● **TASK ITEM**
The entries below contain a line with "Target: wooden table" and a line with "Target: glass partition". Quote exactly those two lines and all lines between them.

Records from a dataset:
Segment Open

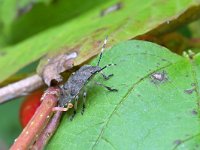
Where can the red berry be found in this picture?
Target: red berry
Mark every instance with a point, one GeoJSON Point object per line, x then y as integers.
{"type": "Point", "coordinates": [29, 106]}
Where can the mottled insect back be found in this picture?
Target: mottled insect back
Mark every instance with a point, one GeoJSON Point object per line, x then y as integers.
{"type": "Point", "coordinates": [78, 80]}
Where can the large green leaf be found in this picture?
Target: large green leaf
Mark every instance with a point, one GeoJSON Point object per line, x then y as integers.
{"type": "Point", "coordinates": [83, 32]}
{"type": "Point", "coordinates": [145, 113]}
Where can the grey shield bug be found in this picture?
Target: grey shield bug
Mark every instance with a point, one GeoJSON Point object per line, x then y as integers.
{"type": "Point", "coordinates": [76, 82]}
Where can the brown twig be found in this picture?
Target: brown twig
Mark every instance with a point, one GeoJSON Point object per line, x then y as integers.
{"type": "Point", "coordinates": [20, 88]}
{"type": "Point", "coordinates": [48, 131]}
{"type": "Point", "coordinates": [38, 121]}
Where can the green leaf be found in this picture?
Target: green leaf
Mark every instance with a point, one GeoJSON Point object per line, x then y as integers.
{"type": "Point", "coordinates": [83, 32]}
{"type": "Point", "coordinates": [145, 113]}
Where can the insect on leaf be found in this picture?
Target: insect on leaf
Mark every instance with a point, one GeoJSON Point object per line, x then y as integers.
{"type": "Point", "coordinates": [152, 109]}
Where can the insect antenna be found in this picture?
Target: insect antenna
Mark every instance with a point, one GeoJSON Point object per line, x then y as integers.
{"type": "Point", "coordinates": [103, 47]}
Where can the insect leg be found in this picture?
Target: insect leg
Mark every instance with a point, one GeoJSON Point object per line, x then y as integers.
{"type": "Point", "coordinates": [84, 100]}
{"type": "Point", "coordinates": [103, 47]}
{"type": "Point", "coordinates": [75, 108]}
{"type": "Point", "coordinates": [106, 77]}
{"type": "Point", "coordinates": [107, 87]}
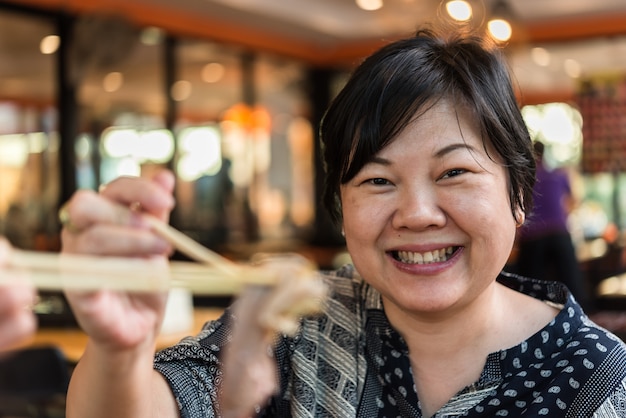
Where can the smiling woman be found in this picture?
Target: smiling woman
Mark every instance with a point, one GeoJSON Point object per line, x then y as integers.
{"type": "Point", "coordinates": [429, 171]}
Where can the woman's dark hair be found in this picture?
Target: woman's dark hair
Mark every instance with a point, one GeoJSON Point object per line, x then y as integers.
{"type": "Point", "coordinates": [407, 77]}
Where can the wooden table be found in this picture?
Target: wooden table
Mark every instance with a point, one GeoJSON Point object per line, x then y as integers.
{"type": "Point", "coordinates": [72, 341]}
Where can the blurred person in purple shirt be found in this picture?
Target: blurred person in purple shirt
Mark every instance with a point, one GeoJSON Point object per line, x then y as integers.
{"type": "Point", "coordinates": [546, 250]}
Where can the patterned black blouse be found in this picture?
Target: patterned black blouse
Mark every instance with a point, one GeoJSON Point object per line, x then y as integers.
{"type": "Point", "coordinates": [350, 362]}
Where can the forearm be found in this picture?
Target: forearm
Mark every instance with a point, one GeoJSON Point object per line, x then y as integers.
{"type": "Point", "coordinates": [120, 384]}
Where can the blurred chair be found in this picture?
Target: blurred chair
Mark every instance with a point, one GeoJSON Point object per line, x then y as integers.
{"type": "Point", "coordinates": [33, 383]}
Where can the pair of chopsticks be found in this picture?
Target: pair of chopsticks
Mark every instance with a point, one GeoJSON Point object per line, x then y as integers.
{"type": "Point", "coordinates": [213, 274]}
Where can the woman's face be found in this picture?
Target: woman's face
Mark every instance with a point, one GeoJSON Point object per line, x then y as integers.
{"type": "Point", "coordinates": [428, 222]}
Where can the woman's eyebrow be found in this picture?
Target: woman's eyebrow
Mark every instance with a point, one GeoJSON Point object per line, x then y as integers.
{"type": "Point", "coordinates": [379, 160]}
{"type": "Point", "coordinates": [454, 147]}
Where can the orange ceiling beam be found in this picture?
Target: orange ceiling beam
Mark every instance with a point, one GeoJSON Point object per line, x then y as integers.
{"type": "Point", "coordinates": [341, 53]}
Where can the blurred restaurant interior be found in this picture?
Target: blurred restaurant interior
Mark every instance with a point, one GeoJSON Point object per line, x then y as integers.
{"type": "Point", "coordinates": [229, 94]}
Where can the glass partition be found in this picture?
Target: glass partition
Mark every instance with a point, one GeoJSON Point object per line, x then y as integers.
{"type": "Point", "coordinates": [29, 179]}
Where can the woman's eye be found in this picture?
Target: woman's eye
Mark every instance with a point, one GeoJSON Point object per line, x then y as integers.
{"type": "Point", "coordinates": [378, 181]}
{"type": "Point", "coordinates": [453, 173]}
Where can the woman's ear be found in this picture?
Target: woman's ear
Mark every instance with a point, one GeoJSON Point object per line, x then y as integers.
{"type": "Point", "coordinates": [520, 217]}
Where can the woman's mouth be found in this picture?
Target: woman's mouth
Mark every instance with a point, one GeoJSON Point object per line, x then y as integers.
{"type": "Point", "coordinates": [435, 256]}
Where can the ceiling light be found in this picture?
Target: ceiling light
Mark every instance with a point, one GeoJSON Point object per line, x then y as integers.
{"type": "Point", "coordinates": [500, 29]}
{"type": "Point", "coordinates": [49, 44]}
{"type": "Point", "coordinates": [459, 10]}
{"type": "Point", "coordinates": [369, 5]}
{"type": "Point", "coordinates": [499, 25]}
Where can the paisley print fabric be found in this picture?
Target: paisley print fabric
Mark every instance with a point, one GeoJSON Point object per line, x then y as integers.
{"type": "Point", "coordinates": [350, 362]}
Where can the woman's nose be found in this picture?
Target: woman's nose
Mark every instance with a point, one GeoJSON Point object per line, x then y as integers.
{"type": "Point", "coordinates": [418, 208]}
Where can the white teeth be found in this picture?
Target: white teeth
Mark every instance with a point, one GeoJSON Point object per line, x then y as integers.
{"type": "Point", "coordinates": [425, 258]}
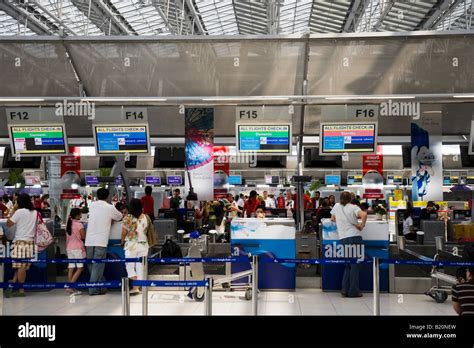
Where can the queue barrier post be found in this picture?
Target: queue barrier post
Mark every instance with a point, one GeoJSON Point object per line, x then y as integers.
{"type": "Point", "coordinates": [125, 296]}
{"type": "Point", "coordinates": [145, 288]}
{"type": "Point", "coordinates": [376, 285]}
{"type": "Point", "coordinates": [254, 285]}
{"type": "Point", "coordinates": [208, 297]}
{"type": "Point", "coordinates": [1, 288]}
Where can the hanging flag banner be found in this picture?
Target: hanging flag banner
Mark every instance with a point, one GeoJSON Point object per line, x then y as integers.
{"type": "Point", "coordinates": [199, 131]}
{"type": "Point", "coordinates": [426, 158]}
{"type": "Point", "coordinates": [221, 171]}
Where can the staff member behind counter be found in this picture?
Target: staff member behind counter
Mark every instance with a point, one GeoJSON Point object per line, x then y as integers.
{"type": "Point", "coordinates": [101, 216]}
{"type": "Point", "coordinates": [346, 216]}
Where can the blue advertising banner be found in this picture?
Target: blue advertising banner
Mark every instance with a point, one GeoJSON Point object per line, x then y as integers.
{"type": "Point", "coordinates": [199, 130]}
{"type": "Point", "coordinates": [427, 158]}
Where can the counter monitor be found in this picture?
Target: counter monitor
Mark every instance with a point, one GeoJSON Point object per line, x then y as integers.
{"type": "Point", "coordinates": [121, 139]}
{"type": "Point", "coordinates": [264, 138]}
{"type": "Point", "coordinates": [339, 138]}
{"type": "Point", "coordinates": [39, 140]}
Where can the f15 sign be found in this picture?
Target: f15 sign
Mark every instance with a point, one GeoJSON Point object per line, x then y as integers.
{"type": "Point", "coordinates": [264, 138]}
{"type": "Point", "coordinates": [339, 138]}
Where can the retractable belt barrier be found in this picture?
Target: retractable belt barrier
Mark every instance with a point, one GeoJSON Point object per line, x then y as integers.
{"type": "Point", "coordinates": [369, 261]}
{"type": "Point", "coordinates": [325, 261]}
{"type": "Point", "coordinates": [110, 285]}
{"type": "Point", "coordinates": [125, 260]}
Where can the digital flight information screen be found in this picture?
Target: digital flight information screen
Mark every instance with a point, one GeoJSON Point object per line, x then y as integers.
{"type": "Point", "coordinates": [38, 140]}
{"type": "Point", "coordinates": [121, 139]}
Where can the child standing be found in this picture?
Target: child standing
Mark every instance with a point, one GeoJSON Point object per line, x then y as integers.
{"type": "Point", "coordinates": [75, 236]}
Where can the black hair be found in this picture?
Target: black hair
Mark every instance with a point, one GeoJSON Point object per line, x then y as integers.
{"type": "Point", "coordinates": [24, 202]}
{"type": "Point", "coordinates": [72, 215]}
{"type": "Point", "coordinates": [148, 190]}
{"type": "Point", "coordinates": [136, 208]}
{"type": "Point", "coordinates": [345, 198]}
{"type": "Point", "coordinates": [102, 194]}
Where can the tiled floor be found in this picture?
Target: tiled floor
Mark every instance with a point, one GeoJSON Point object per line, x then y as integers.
{"type": "Point", "coordinates": [301, 302]}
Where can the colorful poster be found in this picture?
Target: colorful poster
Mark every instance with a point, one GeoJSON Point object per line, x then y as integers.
{"type": "Point", "coordinates": [373, 162]}
{"type": "Point", "coordinates": [71, 169]}
{"type": "Point", "coordinates": [221, 171]}
{"type": "Point", "coordinates": [71, 163]}
{"type": "Point", "coordinates": [199, 130]}
{"type": "Point", "coordinates": [348, 137]}
{"type": "Point", "coordinates": [426, 159]}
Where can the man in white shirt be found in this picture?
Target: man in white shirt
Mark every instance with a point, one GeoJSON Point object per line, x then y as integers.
{"type": "Point", "coordinates": [269, 202]}
{"type": "Point", "coordinates": [101, 216]}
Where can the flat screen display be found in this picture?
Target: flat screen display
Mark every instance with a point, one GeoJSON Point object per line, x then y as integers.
{"type": "Point", "coordinates": [235, 180]}
{"type": "Point", "coordinates": [92, 180]}
{"type": "Point", "coordinates": [333, 180]}
{"type": "Point", "coordinates": [272, 179]}
{"type": "Point", "coordinates": [120, 139]}
{"type": "Point", "coordinates": [153, 180]}
{"type": "Point", "coordinates": [264, 138]}
{"type": "Point", "coordinates": [174, 180]}
{"type": "Point", "coordinates": [31, 180]}
{"type": "Point", "coordinates": [338, 138]}
{"type": "Point", "coordinates": [38, 140]}
{"type": "Point", "coordinates": [394, 179]}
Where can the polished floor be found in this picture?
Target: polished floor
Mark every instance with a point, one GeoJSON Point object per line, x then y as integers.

Segment Closed

● **SOLUTION TO THIS EXERCISE**
Target: wooden table
Mark every instance with a point, one GeoJSON Point object per line, x then y as integers.
{"type": "Point", "coordinates": [72, 341]}
Where can the blurred person in purple shirt be found in this picture?
Target: blurred person in purple shirt
Mark every instance with a point, one GeoJSON Point object per line, x then y as integers.
{"type": "Point", "coordinates": [546, 250]}
Where can the patterned black blouse be found in this picture?
Target: patterned black blouse
Mark every instance with a point, one GeoJSON Point object per line, x then y as integers.
{"type": "Point", "coordinates": [350, 362]}
Where can the forearm be found in this picture?
Target: forearm
Mark every instance with a point, one GeoJSON Point object per line, x then y as integers.
{"type": "Point", "coordinates": [120, 384]}
Where can the blurred chair be found in this picture?
Target: blurred chair
Mark every instance with a point, one GeoJSON Point object per line, x then y as integers.
{"type": "Point", "coordinates": [33, 383]}
Where can the pair of chopsticks be found in this picture?
Target: pair of chopsticks
Mark every instance with a point, one GeoJSON Point object per line, x then y as integers.
{"type": "Point", "coordinates": [213, 274]}
Where can the woman's face be found in this picture?
Target: woman's face
Mark every instance with a point, one GeoJSON Point object per line, x then y as integers.
{"type": "Point", "coordinates": [428, 222]}
Where can the woman's eyebrow be found in this picture?
Target: woman's eyebrow
Mark every instance with a point, one GeoJSON Point object per line, x then y as integers.
{"type": "Point", "coordinates": [379, 160]}
{"type": "Point", "coordinates": [454, 147]}
Where can the orange ceiling beam be found in this picture?
Target: orange ceiling beam
Mark every instance with a point, one GeoJSON Point object per line, x then y as integers.
{"type": "Point", "coordinates": [341, 53]}
Where can the blurred restaurant interior be found in this picture?
Target: blurred restaurant interior
Mark every instance with a point, one GeoJSON Point object per line, x then y as integers.
{"type": "Point", "coordinates": [229, 94]}
Where can the glass partition be found in this picture?
Target: glass partition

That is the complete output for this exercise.